When you reach the line that contains "the fence rail" in the data below, copy it and every line after it exactly, adding nothing.

### ENTRIES SUPPLIED ###

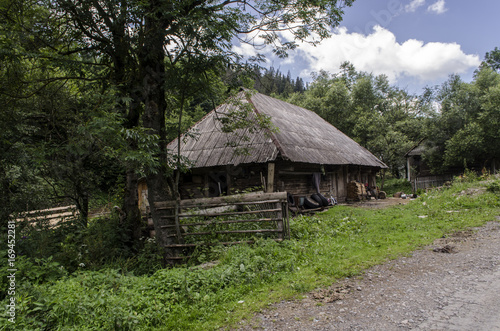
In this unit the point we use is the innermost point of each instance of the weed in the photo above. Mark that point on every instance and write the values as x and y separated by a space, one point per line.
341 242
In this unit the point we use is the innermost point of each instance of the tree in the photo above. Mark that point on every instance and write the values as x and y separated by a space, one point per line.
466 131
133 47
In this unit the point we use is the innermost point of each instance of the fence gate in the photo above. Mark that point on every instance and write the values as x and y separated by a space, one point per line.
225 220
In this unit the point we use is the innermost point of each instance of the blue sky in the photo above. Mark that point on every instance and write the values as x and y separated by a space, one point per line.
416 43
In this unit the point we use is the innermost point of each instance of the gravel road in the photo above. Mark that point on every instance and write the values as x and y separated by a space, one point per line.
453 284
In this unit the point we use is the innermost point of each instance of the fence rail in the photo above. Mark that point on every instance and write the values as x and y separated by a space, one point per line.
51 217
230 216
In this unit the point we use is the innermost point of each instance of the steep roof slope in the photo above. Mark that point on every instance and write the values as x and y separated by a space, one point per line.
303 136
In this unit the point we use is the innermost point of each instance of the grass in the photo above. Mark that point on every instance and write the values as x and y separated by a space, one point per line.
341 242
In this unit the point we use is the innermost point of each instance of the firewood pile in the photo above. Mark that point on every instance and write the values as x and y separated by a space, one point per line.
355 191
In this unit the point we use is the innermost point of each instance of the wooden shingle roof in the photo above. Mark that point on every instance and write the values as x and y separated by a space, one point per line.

###

=== REPLY ===
In this unit the point we use is the innermost point of each instance of the fence rail in the photo above. Mark that point on every instance and write the values as x and y separated by a space, one point per line.
51 217
230 216
In this unit the point we use is the innermost point of each instance of the steep roof slope in the photo above. Mark that point on every instance and write the values as x and y separated by a space, one point per line.
303 136
In this unit the point we use is the innermost point of each instance of the grass in the photo above. Mark that point on every instance and write the values as x and y separated by a space, one point per line.
341 242
In this unit the point we use is the innermost point of each instance of the firewood pile in the photo above. Mark that point on every instance and write the values as x and y separated by a space, one point per line.
355 191
In this unit the point we use is the innermost point of each instance of the wooden shingle roof in the photo above. Mark that point on every instance and write the values as x and y separated by a space, one point per line.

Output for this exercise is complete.